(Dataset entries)
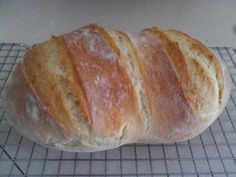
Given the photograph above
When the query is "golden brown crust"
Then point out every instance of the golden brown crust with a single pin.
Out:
(206, 70)
(109, 93)
(95, 89)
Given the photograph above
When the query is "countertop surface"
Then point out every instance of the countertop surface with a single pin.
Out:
(212, 22)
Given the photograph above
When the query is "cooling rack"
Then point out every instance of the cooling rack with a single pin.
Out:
(210, 154)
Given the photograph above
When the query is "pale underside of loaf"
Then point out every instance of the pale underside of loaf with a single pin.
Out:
(96, 88)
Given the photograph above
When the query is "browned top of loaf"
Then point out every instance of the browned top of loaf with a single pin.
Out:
(82, 81)
(90, 67)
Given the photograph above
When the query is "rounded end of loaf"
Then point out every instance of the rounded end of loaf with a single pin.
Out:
(208, 87)
(60, 95)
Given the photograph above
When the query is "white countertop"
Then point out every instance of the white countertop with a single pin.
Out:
(213, 22)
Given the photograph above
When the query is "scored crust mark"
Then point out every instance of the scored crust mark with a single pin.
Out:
(205, 69)
(109, 92)
(168, 105)
(126, 47)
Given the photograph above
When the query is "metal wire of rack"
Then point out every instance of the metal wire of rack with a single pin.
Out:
(210, 154)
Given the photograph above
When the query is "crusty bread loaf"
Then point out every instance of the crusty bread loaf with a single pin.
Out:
(96, 88)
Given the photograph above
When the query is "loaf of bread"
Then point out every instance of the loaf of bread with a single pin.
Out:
(96, 88)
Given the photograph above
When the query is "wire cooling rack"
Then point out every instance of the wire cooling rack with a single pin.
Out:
(211, 154)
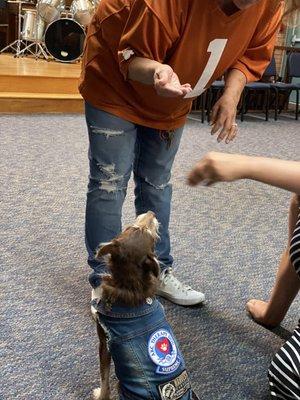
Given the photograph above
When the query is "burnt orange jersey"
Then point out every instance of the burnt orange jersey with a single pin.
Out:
(195, 37)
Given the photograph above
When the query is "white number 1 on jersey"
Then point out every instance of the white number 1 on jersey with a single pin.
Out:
(216, 49)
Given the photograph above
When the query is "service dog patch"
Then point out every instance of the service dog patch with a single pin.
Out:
(163, 352)
(176, 388)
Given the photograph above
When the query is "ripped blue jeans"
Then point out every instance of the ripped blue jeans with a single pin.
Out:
(116, 148)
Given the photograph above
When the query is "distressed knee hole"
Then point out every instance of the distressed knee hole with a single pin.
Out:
(106, 132)
(112, 182)
(158, 187)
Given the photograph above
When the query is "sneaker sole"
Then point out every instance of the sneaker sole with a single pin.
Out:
(180, 302)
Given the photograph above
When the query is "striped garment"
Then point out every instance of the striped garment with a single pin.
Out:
(284, 372)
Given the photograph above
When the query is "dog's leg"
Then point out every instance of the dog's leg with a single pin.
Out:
(103, 393)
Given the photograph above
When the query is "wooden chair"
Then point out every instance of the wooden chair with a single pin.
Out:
(4, 30)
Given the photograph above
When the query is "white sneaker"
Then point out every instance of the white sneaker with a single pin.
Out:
(95, 297)
(179, 293)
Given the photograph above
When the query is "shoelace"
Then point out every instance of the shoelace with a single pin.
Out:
(169, 277)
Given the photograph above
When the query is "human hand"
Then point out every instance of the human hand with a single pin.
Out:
(223, 118)
(167, 84)
(219, 167)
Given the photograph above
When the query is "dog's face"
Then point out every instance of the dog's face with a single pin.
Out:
(132, 252)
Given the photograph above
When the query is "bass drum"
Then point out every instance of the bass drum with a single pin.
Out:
(64, 39)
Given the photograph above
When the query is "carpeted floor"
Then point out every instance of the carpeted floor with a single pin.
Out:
(226, 241)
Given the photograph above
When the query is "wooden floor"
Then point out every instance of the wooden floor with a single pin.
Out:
(33, 86)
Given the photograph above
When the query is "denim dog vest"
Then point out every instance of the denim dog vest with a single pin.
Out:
(147, 358)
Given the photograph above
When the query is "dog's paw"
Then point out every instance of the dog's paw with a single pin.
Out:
(96, 394)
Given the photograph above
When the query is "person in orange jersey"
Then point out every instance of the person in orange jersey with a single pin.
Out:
(144, 62)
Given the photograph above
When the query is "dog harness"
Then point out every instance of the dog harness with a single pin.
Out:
(147, 358)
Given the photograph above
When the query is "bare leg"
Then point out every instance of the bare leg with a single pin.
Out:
(103, 393)
(287, 283)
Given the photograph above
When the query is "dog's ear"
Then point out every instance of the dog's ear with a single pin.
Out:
(151, 264)
(106, 248)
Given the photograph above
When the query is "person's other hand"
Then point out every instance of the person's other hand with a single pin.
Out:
(223, 119)
(167, 84)
(219, 167)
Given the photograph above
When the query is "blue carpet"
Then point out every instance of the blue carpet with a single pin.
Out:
(226, 240)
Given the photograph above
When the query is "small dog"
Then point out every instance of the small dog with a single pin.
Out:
(131, 324)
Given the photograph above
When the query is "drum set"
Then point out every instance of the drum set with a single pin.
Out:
(53, 30)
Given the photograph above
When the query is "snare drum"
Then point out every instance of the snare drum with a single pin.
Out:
(83, 11)
(33, 27)
(49, 10)
(64, 39)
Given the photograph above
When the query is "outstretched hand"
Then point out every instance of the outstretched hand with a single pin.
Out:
(167, 84)
(219, 167)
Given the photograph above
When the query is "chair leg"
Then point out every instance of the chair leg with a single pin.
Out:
(243, 104)
(203, 98)
(276, 104)
(267, 104)
(209, 100)
(297, 104)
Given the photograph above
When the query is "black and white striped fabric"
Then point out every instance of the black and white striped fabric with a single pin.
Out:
(284, 372)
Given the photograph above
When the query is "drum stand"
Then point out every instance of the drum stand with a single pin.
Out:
(40, 50)
(17, 44)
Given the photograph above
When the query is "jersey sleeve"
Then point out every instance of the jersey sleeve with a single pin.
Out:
(258, 55)
(146, 34)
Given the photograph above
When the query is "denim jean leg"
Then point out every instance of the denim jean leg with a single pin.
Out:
(111, 154)
(154, 158)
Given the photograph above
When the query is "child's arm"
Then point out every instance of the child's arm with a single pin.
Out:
(218, 167)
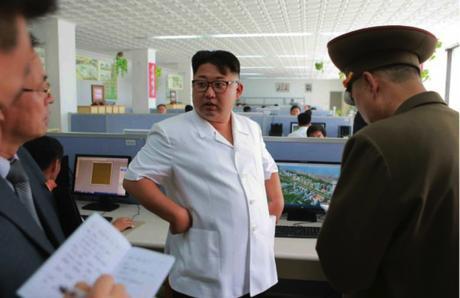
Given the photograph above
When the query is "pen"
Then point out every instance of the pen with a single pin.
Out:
(74, 292)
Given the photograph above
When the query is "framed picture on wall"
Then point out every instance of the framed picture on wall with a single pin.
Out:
(282, 87)
(97, 94)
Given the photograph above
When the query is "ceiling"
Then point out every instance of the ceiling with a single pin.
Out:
(300, 29)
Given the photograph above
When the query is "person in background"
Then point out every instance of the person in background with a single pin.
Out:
(222, 189)
(295, 110)
(161, 109)
(358, 122)
(188, 108)
(304, 121)
(316, 131)
(392, 227)
(47, 153)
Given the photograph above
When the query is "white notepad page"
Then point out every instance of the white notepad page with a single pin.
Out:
(96, 247)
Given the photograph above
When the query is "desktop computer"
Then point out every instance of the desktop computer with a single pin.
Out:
(100, 178)
(307, 190)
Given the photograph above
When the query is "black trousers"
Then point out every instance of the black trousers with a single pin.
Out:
(180, 295)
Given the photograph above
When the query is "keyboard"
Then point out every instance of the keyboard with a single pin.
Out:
(106, 217)
(296, 232)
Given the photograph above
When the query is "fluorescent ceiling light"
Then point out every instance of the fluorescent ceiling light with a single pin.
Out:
(261, 34)
(291, 56)
(237, 35)
(256, 67)
(250, 56)
(178, 37)
(331, 33)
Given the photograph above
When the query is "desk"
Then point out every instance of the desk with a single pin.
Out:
(295, 258)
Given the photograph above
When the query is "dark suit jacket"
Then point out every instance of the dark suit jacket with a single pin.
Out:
(23, 245)
(392, 226)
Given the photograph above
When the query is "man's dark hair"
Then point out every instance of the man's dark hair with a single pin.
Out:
(314, 128)
(45, 150)
(246, 109)
(304, 118)
(295, 107)
(10, 9)
(223, 60)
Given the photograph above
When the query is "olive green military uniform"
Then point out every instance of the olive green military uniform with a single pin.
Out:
(392, 228)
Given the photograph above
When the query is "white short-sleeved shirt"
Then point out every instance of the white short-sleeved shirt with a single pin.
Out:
(229, 251)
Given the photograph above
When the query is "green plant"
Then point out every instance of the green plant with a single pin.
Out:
(158, 73)
(121, 64)
(425, 75)
(319, 66)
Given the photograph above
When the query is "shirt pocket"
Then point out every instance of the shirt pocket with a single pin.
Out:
(199, 253)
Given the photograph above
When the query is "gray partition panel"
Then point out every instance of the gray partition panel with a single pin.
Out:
(305, 150)
(286, 149)
(88, 123)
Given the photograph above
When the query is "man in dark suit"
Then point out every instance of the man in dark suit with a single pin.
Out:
(28, 236)
(392, 226)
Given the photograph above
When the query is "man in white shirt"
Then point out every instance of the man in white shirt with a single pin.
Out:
(223, 193)
(304, 121)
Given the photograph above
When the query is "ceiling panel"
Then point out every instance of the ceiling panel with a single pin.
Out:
(120, 25)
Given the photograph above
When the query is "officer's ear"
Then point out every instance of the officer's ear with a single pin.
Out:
(372, 83)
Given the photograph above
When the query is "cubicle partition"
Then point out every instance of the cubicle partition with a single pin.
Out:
(327, 150)
(281, 148)
(116, 123)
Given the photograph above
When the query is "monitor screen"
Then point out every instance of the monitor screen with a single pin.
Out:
(308, 185)
(100, 175)
(323, 124)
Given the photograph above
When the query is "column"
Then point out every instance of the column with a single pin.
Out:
(58, 38)
(144, 97)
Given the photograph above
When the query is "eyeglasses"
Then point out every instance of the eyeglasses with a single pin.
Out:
(47, 91)
(219, 86)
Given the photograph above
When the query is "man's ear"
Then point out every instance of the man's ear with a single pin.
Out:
(239, 90)
(55, 167)
(372, 82)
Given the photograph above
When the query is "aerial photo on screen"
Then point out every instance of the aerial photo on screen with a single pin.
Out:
(308, 185)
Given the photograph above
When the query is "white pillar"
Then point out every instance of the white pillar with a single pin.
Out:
(142, 98)
(58, 38)
(185, 69)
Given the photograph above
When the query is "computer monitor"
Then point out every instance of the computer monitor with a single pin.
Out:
(294, 126)
(307, 188)
(323, 124)
(100, 177)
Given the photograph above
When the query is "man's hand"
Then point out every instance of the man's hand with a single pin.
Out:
(182, 221)
(123, 223)
(104, 287)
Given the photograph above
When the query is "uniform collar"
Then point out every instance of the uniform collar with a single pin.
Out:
(5, 165)
(420, 99)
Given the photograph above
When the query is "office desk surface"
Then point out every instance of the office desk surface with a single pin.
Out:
(151, 232)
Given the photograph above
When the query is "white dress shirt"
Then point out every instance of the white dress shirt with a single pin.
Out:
(229, 250)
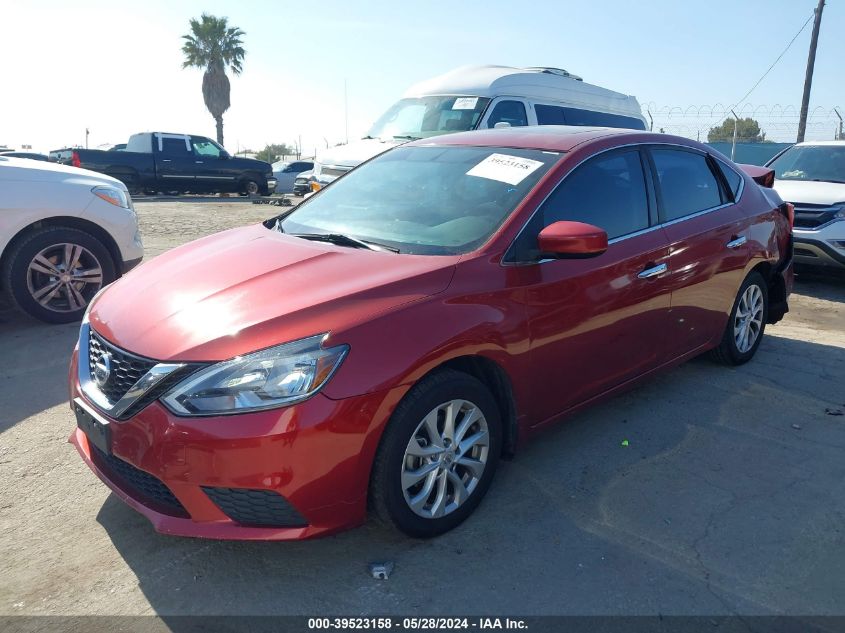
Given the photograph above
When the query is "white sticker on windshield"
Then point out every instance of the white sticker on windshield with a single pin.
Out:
(504, 168)
(465, 103)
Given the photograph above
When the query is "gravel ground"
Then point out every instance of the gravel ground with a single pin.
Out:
(729, 498)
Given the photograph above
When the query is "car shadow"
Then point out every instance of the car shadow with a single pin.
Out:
(708, 490)
(35, 365)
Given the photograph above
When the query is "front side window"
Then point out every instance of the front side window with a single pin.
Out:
(549, 115)
(421, 117)
(425, 200)
(608, 191)
(824, 163)
(686, 182)
(510, 112)
(206, 148)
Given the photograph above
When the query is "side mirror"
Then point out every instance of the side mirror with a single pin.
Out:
(572, 239)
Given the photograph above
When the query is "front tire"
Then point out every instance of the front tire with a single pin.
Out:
(438, 455)
(53, 273)
(746, 324)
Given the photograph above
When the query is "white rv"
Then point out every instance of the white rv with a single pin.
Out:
(474, 97)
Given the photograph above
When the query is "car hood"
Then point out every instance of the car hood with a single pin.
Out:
(25, 170)
(250, 288)
(810, 192)
(354, 154)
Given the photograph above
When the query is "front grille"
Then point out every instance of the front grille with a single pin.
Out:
(126, 369)
(813, 216)
(138, 484)
(256, 508)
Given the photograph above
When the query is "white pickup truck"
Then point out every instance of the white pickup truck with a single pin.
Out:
(64, 234)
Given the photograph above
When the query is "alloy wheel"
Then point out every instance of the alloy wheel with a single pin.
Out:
(748, 321)
(445, 459)
(64, 277)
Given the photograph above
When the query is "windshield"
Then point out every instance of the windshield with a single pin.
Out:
(421, 117)
(811, 162)
(424, 200)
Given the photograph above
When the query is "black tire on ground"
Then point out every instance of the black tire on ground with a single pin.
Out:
(728, 352)
(16, 271)
(386, 493)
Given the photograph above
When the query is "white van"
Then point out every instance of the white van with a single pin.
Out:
(474, 97)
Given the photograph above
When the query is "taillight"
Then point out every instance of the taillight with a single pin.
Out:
(789, 211)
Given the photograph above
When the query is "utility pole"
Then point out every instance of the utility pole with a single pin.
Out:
(808, 78)
(736, 125)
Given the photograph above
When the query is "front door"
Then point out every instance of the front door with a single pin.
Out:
(596, 323)
(175, 163)
(213, 166)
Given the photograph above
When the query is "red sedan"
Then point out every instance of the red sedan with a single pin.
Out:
(386, 341)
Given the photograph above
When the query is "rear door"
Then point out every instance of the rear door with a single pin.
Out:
(174, 160)
(708, 241)
(596, 323)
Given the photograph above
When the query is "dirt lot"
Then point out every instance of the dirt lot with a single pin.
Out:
(729, 498)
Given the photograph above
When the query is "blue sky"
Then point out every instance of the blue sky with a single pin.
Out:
(115, 66)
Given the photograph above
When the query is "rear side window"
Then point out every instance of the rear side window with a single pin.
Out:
(576, 116)
(174, 146)
(608, 191)
(733, 179)
(512, 112)
(687, 184)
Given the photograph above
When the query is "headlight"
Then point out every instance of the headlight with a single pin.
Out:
(113, 195)
(271, 378)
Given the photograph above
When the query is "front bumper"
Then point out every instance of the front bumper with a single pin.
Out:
(816, 252)
(315, 455)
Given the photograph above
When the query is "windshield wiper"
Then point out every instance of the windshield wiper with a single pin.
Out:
(345, 240)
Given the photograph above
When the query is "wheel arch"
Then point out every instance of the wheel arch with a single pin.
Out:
(776, 285)
(70, 222)
(493, 376)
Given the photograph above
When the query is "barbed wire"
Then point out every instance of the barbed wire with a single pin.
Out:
(778, 121)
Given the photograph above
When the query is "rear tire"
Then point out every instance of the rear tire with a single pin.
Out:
(437, 456)
(53, 273)
(746, 324)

- _WHAT THE TASK REQUIRES_: If a line of the entries above holds the word "carpeted", count it; report only how many such lines there are.

- _RESULT OF THIS TASK_: 2